Helping the Postal Service Help Itself

Volumes are being written about the fiscal state of affairs at the USPS these days. Sadly, much of it is oppositional commentary -- and what passes for reporting is increasingly incomplete or inaccurate. Many publishers are members of the Saturation Mailers Coalition (if you're not, and you mail, you should be!), where they receive the facts straight up -- along with critical analysis and a longstanding seat at the policy table.

Those who follow the US Postal Service closely understand that, in spite of cyclical and structural conditions, the USPS would actually be in the black if not for unique, burdensome mandates including pre-funding health benefits of yet-to-be-hired retirees. The casual observer of Postal affairs is hard pressed to find mention that this $5.5 billion annual obligation alone drives the revolving shortfall, or to read that the USPS is actually due somewhere between $50 billion and $75 billion for years of pension over-payments.

In so-called main stream media, even the successful ongoing efforts to cut costs and achieve operational efficiencies get short shrift -- like the $12 billion saved right-sizing its workforce the last few years or even the $3.8 billion in cuts from latest labor negotiations. Instead, the average citizen is exposed to Postal "news" in a simple, and generally false frame: Sinking ship bailing water with a teaspoon. Some of the harshest coverage has come from the Wall Street Journal, ironically with no disclosure that they oppose reforms to the below-cost priority delivery of their own publication (http://bit.ly/iJrYxh).

SHORT PROBLEM 1 - Repeat the passage of the Postal Service article above verbatim, beginning at the words "Volumes are being" and stopping after the words "the policy table.".
SHORT PROBLEM 2 - Gather every line of the records below that contains the word "ceiling", and copy each such line exactly.

SUPPLIED MATERIAL -
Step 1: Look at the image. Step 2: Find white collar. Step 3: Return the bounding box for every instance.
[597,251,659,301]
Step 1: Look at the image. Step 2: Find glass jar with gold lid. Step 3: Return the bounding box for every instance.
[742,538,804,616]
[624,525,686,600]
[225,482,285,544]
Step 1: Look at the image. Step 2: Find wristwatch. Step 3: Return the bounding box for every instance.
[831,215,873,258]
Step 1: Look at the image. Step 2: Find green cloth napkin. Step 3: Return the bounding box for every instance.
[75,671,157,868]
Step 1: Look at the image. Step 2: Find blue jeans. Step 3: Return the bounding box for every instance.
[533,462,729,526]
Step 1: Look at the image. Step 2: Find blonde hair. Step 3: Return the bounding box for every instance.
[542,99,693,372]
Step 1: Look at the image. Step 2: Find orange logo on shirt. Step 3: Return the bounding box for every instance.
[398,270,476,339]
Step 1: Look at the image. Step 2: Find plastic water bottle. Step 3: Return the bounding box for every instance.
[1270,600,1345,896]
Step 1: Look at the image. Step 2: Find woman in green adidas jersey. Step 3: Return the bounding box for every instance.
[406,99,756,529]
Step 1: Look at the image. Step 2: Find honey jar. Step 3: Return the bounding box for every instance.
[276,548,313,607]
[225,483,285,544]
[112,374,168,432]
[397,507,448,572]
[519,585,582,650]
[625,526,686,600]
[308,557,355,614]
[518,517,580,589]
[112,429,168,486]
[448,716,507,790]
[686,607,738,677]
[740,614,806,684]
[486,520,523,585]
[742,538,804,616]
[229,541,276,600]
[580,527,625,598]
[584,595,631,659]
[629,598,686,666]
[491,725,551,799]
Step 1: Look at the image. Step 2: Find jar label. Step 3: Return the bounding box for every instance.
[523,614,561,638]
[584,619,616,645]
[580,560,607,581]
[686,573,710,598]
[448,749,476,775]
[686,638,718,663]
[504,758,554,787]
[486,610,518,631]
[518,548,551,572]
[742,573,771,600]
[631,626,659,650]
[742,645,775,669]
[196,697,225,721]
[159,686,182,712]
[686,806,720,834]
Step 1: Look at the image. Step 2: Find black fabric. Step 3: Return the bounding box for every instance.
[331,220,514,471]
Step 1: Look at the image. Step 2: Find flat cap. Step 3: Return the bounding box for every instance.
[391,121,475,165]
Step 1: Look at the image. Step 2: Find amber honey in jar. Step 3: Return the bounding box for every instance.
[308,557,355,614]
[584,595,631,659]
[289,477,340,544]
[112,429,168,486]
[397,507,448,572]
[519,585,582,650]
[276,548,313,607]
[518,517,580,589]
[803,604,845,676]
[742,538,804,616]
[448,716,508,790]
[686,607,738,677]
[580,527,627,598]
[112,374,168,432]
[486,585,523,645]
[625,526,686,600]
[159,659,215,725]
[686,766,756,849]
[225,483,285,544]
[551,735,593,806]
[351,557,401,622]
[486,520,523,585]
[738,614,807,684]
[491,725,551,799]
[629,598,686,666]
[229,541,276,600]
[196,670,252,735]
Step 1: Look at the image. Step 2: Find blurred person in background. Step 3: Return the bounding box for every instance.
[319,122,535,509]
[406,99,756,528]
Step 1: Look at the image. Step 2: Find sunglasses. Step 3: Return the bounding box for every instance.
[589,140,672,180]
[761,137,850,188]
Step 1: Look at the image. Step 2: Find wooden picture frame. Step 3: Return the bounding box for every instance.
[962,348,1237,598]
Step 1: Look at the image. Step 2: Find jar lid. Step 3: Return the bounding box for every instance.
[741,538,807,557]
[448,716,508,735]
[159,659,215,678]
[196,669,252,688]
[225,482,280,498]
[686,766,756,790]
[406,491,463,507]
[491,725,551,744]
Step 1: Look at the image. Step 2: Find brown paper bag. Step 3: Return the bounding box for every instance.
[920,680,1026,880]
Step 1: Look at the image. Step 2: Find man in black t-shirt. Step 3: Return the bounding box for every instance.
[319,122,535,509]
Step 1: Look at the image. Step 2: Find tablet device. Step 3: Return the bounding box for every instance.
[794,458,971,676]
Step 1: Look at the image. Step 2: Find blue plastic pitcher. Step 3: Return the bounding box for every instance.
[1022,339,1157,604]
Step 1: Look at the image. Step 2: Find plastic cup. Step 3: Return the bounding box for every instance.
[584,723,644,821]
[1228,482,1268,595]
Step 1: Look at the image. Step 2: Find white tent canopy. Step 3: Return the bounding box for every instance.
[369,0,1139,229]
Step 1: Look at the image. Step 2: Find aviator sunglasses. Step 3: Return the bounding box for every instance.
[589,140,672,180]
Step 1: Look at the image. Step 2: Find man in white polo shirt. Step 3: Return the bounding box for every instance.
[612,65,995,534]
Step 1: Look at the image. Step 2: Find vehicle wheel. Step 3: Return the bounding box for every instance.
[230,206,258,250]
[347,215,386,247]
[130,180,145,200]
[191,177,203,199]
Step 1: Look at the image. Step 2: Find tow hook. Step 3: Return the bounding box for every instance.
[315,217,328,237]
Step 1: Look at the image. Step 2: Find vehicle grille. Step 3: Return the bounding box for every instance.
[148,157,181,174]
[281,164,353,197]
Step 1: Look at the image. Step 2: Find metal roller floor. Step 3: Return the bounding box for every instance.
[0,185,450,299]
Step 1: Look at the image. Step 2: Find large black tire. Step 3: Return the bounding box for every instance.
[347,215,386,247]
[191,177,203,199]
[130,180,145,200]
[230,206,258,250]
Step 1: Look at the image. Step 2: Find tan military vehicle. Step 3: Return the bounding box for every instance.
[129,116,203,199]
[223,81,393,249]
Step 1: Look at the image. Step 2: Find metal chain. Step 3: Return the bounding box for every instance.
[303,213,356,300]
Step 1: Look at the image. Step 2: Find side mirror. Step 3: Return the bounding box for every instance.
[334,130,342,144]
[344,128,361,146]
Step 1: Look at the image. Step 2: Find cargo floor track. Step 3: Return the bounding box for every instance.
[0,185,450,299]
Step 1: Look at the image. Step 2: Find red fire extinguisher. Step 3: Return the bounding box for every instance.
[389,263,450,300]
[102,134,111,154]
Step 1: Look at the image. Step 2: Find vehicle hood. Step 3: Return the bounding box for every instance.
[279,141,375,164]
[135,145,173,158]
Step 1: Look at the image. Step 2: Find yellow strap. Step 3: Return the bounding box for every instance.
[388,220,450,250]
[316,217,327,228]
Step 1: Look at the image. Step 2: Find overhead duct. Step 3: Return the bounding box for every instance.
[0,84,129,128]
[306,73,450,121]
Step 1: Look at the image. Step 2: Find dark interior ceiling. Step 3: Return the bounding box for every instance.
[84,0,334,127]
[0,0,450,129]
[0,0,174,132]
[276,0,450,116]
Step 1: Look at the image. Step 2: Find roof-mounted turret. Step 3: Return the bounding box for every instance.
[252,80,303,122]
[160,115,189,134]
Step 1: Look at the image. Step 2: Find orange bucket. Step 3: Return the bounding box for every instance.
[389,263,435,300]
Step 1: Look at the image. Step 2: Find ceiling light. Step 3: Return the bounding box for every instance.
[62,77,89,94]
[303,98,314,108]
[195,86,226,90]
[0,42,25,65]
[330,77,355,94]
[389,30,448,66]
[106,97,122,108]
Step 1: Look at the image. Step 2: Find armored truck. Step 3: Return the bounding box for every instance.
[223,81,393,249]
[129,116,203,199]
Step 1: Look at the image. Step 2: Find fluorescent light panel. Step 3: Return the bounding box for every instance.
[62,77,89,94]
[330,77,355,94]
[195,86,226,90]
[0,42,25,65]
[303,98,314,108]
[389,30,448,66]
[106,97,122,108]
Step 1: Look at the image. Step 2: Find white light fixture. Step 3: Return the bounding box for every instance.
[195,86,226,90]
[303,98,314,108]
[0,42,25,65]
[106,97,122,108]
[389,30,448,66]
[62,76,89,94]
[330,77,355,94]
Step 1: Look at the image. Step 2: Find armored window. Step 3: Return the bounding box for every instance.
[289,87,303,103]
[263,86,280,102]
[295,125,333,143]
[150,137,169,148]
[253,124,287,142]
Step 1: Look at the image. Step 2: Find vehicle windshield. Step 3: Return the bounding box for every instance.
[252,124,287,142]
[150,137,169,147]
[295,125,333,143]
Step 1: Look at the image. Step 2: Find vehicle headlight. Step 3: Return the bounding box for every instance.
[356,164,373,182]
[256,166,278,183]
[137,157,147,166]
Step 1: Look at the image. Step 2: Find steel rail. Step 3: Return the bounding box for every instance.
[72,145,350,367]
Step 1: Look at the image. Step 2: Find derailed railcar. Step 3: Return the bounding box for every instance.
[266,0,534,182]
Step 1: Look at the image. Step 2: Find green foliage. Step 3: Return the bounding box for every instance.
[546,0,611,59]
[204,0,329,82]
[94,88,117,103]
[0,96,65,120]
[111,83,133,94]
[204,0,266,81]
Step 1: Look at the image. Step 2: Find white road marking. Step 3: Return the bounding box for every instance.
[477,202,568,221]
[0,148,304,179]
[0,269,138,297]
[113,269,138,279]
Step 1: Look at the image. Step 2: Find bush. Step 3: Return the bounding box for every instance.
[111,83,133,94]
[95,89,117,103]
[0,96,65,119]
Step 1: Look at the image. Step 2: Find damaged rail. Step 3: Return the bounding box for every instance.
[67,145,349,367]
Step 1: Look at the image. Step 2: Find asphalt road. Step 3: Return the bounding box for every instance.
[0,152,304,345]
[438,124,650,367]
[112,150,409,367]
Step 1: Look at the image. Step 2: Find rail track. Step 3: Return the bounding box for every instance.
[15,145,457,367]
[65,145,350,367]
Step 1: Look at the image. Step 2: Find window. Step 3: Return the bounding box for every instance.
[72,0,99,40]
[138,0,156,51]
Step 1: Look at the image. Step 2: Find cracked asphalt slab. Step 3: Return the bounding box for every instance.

EXPECTED OUTPUT 1 -
Volumes are being written about the fiscal state of affairs at the USPS these days. Sadly, much of it is oppositional commentary -- and what passes for reporting is increasingly incomplete or inaccurate. Many publishers are members of the Saturation Mailers Coalition (if you're not, and you mail, you should be!), where they receive the facts straight up -- along with critical analysis and a longstanding seat at the policy table.

EXPECTED OUTPUT 2 -
Step 1: Look at the image. Step 2: Find dark interior ceiling. Step 3: Return the bounding box for every instance.
Step 1: Look at the image. Step 2: Find ceiling light. Step 3: Return the bounding box for every instance.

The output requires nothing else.